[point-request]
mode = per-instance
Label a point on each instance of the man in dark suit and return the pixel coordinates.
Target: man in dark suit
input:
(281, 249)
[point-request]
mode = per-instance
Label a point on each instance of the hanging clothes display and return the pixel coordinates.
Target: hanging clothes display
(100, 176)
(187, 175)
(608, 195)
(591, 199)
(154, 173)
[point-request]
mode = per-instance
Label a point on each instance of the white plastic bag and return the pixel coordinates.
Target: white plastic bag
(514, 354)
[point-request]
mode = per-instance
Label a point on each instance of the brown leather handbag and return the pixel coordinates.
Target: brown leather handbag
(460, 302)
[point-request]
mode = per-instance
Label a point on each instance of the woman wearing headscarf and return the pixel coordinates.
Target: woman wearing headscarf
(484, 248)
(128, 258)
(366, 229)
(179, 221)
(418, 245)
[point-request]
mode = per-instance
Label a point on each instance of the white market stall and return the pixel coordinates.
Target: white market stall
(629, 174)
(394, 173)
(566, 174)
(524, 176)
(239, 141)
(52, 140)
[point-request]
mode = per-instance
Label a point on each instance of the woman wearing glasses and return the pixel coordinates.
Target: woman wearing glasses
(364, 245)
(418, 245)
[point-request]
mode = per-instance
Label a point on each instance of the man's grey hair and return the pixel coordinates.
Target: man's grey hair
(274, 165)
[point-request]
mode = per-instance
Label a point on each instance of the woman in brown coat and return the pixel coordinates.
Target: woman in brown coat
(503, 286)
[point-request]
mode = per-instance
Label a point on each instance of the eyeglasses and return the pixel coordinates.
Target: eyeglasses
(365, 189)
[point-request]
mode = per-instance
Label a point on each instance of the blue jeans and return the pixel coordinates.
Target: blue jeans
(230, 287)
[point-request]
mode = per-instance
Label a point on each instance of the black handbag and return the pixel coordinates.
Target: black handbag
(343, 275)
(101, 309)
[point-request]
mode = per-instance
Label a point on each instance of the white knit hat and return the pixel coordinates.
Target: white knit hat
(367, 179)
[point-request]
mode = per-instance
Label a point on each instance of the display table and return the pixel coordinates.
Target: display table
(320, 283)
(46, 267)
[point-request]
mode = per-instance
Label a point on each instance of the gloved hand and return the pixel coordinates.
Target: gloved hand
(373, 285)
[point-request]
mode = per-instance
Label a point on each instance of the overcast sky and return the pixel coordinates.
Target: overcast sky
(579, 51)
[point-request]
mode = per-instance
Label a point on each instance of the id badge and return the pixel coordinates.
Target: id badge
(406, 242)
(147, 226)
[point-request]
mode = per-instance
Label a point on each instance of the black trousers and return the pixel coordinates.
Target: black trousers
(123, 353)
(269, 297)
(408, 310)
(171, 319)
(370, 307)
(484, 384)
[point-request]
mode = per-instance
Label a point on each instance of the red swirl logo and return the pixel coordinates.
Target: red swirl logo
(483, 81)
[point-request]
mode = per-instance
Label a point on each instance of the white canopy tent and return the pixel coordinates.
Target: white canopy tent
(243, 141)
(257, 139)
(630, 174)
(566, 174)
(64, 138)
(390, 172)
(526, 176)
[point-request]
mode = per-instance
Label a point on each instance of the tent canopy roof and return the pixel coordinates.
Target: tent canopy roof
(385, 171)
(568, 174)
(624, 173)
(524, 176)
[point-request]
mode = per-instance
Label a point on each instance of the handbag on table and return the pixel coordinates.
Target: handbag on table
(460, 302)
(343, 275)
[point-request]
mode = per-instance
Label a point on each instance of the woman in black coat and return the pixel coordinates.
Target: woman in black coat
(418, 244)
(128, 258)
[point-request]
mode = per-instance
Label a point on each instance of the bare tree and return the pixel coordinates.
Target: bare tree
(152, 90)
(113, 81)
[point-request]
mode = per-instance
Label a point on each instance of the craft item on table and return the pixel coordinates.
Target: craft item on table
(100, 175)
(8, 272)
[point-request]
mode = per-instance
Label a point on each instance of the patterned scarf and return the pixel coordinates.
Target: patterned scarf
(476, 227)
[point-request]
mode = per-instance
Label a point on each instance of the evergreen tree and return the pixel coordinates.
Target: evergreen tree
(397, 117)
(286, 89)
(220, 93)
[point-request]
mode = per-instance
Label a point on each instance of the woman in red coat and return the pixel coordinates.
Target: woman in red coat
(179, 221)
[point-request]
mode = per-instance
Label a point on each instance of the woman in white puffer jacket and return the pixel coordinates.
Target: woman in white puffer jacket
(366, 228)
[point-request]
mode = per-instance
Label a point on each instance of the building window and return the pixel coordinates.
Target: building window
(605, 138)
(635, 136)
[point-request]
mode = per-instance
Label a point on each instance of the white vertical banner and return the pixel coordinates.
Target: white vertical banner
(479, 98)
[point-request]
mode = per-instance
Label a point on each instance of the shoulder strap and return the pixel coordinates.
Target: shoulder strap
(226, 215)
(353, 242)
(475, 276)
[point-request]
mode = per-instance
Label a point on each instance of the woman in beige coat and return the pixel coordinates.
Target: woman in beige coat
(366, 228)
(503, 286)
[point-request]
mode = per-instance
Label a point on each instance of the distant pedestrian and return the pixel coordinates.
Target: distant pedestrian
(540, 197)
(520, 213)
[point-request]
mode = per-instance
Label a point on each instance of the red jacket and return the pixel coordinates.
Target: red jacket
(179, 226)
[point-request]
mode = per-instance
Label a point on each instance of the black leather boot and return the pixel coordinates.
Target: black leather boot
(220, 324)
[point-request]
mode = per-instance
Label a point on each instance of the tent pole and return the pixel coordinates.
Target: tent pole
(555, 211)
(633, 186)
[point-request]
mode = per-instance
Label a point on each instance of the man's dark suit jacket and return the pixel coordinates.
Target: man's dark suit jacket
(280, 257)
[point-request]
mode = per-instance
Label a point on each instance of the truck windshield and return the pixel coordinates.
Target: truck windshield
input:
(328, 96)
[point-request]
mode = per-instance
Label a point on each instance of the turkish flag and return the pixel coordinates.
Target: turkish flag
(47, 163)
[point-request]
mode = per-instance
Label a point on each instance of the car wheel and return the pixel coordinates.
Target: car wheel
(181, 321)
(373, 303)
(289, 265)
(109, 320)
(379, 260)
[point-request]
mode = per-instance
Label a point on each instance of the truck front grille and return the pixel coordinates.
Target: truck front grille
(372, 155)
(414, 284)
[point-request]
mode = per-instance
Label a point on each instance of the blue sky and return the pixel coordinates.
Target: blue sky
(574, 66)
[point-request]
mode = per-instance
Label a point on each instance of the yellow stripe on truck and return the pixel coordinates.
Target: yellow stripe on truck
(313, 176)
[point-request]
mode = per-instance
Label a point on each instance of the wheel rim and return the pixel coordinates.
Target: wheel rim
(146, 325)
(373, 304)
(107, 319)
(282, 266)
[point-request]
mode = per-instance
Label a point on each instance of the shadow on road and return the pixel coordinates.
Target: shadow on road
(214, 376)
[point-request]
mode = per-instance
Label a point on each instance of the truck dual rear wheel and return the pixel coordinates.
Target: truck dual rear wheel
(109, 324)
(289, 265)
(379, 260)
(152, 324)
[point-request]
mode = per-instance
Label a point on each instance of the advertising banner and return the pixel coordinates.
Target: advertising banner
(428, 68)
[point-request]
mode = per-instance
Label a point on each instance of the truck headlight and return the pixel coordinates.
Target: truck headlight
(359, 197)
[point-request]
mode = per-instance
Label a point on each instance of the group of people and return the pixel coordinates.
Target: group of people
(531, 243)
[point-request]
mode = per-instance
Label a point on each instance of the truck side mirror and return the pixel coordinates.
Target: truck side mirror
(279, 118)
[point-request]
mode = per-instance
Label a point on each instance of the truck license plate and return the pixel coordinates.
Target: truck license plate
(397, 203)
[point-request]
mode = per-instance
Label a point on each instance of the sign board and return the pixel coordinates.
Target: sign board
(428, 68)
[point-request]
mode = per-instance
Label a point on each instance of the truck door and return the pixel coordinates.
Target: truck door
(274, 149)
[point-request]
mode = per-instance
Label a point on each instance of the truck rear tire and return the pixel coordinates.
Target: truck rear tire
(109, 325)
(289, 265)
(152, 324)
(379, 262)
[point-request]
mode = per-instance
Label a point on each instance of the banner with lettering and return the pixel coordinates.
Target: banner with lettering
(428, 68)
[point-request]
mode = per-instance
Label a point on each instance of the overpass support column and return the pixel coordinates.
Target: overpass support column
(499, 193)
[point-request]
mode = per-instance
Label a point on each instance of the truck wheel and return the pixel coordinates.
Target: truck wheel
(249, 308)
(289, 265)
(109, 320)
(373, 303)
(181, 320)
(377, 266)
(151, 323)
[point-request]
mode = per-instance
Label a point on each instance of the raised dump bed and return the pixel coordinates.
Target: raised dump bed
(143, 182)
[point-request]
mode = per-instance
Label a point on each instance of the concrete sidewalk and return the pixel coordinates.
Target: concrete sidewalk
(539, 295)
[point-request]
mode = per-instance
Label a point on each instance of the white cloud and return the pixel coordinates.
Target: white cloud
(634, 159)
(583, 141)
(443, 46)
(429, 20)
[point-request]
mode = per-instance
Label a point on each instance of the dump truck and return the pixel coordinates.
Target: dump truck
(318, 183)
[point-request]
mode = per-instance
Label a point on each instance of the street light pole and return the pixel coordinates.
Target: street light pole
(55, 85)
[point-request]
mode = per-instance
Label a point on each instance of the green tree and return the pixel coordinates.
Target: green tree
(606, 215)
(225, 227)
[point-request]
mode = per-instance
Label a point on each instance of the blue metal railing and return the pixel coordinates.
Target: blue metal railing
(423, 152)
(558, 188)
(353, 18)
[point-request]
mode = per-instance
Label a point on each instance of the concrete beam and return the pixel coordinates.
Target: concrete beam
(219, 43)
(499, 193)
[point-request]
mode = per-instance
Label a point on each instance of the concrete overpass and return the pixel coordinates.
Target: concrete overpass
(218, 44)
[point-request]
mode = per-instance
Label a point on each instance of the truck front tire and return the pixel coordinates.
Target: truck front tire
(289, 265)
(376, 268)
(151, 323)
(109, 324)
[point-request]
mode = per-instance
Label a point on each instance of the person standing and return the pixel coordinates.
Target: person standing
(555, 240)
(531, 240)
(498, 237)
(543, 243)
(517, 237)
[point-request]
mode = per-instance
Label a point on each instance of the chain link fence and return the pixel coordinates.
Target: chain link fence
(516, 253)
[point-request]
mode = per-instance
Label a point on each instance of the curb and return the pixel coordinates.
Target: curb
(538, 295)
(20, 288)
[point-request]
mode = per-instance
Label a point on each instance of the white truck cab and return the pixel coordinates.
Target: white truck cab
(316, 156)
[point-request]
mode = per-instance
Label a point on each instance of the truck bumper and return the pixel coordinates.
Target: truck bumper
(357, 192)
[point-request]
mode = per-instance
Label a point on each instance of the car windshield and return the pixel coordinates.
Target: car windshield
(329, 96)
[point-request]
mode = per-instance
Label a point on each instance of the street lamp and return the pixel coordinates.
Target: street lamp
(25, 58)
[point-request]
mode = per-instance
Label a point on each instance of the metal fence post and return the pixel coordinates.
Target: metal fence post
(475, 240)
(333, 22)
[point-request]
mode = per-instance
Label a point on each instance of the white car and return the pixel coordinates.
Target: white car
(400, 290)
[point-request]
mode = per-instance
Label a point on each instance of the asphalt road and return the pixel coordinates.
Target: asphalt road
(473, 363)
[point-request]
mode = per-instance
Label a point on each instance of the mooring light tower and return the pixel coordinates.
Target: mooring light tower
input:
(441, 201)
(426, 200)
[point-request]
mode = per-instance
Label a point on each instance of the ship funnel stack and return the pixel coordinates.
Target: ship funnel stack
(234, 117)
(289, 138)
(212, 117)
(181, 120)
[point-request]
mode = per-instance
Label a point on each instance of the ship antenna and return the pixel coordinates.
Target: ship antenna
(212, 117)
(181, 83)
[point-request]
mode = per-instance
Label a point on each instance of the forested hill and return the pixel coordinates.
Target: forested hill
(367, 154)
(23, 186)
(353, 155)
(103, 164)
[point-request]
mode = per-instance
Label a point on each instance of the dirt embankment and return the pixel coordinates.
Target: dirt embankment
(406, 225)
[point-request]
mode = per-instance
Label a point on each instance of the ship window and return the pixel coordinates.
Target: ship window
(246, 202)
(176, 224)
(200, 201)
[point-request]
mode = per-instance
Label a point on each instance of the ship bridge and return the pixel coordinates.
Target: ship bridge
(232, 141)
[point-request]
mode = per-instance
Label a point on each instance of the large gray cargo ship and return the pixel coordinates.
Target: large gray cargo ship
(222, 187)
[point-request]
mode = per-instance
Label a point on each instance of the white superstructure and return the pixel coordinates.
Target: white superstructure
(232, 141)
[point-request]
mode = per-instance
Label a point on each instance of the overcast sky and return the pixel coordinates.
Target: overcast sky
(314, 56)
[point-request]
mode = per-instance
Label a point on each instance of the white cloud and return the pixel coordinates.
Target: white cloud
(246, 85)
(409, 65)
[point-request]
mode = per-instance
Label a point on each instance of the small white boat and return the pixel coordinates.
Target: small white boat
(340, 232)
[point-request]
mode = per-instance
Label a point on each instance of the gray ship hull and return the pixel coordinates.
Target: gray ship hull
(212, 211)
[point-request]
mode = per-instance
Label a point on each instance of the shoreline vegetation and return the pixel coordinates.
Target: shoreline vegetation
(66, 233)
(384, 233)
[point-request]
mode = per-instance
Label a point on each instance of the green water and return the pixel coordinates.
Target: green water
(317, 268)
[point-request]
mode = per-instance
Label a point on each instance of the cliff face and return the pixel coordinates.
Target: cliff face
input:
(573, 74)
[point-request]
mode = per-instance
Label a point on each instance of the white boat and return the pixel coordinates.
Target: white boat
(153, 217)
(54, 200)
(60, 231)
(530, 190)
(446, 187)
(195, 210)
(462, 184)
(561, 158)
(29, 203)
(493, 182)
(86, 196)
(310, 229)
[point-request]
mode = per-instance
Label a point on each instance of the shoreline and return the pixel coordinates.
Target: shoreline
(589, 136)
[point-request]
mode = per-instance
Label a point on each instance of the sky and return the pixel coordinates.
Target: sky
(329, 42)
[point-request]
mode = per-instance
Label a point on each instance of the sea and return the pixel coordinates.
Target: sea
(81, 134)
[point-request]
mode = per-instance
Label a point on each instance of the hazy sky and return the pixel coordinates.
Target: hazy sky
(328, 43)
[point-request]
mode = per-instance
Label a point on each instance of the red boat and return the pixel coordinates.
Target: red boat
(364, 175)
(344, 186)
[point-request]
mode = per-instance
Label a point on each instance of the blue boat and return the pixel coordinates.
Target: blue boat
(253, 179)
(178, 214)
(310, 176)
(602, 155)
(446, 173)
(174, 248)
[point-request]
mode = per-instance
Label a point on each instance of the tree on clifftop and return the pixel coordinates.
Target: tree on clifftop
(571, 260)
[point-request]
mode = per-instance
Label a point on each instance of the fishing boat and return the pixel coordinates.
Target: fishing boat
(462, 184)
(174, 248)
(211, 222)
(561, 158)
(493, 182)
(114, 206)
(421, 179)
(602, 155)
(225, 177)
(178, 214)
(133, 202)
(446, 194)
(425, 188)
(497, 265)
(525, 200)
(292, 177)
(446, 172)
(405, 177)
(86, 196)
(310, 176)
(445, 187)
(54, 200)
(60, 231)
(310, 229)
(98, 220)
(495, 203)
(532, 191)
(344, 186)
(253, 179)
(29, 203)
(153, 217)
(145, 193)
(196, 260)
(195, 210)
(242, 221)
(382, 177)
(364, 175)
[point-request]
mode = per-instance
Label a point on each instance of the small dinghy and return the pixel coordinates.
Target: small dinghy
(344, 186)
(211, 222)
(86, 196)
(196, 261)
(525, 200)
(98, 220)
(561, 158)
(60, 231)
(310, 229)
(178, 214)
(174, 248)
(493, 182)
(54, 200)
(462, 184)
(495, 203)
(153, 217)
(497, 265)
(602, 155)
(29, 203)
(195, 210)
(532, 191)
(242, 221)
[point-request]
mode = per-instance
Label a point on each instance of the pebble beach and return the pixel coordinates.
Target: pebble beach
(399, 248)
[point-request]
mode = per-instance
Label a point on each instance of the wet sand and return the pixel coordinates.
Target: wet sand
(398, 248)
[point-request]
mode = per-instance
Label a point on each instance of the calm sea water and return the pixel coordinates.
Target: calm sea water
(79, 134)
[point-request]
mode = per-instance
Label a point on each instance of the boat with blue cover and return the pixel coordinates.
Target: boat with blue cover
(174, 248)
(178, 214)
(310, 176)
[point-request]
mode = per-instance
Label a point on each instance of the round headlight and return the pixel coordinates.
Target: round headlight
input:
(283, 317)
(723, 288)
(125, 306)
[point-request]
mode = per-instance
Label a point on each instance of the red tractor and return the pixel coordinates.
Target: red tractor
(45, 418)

************

Assigned task. Look over the entries for "round", then copy every line that includes that string.

Result of this task.
Label a point on each instance of the round headlight and return the pixel coordinates.
Target: round headlight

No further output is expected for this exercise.